_What is expected_
Lines to return, exactly: from the line with "it: point(72, 123)." to the line with "it: point(264, 166)." in the entries below, both included.

_Records shown_
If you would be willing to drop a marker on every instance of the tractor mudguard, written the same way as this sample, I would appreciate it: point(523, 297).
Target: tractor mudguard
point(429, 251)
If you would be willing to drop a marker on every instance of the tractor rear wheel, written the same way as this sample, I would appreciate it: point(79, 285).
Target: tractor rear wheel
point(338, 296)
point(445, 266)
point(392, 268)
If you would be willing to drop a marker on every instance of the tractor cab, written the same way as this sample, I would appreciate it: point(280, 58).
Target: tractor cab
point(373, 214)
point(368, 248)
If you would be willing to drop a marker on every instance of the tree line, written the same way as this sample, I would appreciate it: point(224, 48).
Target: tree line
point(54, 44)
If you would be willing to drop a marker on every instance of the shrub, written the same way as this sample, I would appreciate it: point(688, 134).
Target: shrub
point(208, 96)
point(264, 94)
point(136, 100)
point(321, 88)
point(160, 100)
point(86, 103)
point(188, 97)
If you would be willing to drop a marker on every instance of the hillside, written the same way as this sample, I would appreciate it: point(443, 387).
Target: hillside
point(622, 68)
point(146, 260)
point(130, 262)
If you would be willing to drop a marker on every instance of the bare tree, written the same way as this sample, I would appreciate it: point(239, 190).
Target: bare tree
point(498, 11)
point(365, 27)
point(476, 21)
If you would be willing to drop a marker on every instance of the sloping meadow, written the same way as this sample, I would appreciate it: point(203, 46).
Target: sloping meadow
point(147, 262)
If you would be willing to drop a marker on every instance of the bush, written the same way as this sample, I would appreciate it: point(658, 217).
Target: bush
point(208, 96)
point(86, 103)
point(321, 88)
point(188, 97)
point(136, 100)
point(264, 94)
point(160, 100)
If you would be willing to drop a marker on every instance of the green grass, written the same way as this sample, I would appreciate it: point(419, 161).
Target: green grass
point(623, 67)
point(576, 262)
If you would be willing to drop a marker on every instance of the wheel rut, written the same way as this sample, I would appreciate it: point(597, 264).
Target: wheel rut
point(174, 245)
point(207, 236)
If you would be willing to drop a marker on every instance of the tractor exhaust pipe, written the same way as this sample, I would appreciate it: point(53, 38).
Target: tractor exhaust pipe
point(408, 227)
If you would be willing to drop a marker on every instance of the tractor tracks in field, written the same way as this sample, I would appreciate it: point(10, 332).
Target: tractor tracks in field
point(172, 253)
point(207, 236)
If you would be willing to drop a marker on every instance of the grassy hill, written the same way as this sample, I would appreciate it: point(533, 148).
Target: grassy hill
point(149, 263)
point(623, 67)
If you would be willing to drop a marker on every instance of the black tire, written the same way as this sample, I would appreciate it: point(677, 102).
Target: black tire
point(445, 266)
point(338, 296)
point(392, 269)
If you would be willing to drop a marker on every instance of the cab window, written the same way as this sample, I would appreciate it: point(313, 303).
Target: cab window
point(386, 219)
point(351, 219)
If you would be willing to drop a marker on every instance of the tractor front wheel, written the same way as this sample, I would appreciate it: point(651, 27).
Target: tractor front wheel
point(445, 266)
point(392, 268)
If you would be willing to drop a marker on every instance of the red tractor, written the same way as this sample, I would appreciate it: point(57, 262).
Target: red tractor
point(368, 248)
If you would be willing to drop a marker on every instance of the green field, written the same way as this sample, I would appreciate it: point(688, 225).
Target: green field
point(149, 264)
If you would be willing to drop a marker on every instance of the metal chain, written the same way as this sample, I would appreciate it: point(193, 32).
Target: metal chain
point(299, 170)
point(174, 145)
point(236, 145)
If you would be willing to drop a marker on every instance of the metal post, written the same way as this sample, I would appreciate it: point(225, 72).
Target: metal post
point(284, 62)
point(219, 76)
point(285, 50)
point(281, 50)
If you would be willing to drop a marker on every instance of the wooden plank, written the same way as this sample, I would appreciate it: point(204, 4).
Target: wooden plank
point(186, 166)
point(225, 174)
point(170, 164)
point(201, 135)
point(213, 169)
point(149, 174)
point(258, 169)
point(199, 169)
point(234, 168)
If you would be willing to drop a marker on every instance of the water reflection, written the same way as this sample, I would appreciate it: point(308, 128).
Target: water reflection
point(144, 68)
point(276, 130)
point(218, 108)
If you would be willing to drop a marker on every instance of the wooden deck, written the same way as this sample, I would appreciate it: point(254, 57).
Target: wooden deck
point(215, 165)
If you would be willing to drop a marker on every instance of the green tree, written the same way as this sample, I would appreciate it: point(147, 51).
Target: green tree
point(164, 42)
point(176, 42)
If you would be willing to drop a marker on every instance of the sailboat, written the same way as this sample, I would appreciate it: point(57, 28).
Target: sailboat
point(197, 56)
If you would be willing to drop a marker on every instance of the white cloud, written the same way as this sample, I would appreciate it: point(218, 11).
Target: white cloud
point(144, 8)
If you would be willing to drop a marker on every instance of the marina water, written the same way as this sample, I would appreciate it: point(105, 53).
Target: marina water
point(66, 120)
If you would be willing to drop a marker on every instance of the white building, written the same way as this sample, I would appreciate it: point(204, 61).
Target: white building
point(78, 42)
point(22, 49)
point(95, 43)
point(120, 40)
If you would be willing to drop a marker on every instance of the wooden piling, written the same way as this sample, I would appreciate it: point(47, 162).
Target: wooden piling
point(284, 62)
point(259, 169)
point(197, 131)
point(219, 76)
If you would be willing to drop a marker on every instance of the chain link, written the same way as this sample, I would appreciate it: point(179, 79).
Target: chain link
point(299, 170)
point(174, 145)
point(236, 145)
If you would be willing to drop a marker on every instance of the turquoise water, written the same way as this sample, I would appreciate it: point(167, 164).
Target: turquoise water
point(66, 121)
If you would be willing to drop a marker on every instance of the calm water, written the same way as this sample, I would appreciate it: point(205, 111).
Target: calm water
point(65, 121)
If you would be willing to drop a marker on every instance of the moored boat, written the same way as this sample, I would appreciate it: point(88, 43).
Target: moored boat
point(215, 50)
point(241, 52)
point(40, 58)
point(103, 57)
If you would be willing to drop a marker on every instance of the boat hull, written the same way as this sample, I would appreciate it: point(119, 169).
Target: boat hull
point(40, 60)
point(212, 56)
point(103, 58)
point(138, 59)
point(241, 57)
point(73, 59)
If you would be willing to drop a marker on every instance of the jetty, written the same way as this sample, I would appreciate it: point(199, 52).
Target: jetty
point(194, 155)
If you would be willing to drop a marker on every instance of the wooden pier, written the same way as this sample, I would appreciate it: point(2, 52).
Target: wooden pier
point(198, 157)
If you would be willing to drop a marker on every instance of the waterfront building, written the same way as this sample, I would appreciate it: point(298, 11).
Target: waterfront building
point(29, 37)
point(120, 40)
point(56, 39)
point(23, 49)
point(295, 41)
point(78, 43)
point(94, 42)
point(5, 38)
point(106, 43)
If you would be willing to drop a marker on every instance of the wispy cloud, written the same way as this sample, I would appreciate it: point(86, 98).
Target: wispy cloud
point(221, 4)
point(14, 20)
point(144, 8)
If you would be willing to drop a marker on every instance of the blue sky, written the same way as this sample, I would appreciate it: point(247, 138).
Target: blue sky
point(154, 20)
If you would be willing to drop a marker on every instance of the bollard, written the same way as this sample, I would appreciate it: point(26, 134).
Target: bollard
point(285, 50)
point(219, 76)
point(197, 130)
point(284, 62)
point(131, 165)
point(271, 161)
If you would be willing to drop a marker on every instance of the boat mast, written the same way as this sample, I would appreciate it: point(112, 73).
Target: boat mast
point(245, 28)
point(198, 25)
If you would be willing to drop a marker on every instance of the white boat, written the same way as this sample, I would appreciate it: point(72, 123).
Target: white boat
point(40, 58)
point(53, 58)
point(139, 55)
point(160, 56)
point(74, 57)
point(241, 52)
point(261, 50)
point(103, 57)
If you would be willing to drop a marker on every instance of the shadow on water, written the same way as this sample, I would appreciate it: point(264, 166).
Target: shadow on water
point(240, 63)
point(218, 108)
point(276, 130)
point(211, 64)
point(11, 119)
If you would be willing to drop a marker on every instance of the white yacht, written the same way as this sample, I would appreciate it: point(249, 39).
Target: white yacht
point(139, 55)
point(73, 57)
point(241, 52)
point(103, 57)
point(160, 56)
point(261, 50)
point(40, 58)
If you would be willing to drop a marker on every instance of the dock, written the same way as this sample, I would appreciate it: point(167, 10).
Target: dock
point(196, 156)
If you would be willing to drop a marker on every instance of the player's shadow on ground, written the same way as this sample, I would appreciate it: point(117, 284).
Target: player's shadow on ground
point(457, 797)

_Result for this exercise_
If you would be willing to drop a marker on every instance of the white boat, written the same way as this sample, I would appreciate it: point(72, 123).
Target: white boat
point(40, 58)
point(53, 58)
point(139, 55)
point(160, 56)
point(74, 57)
point(241, 52)
point(261, 50)
point(103, 57)
If you would be willing to drop a marker on every instance of the shadow on water, written the same way as this sample, I would appreciate it: point(264, 166).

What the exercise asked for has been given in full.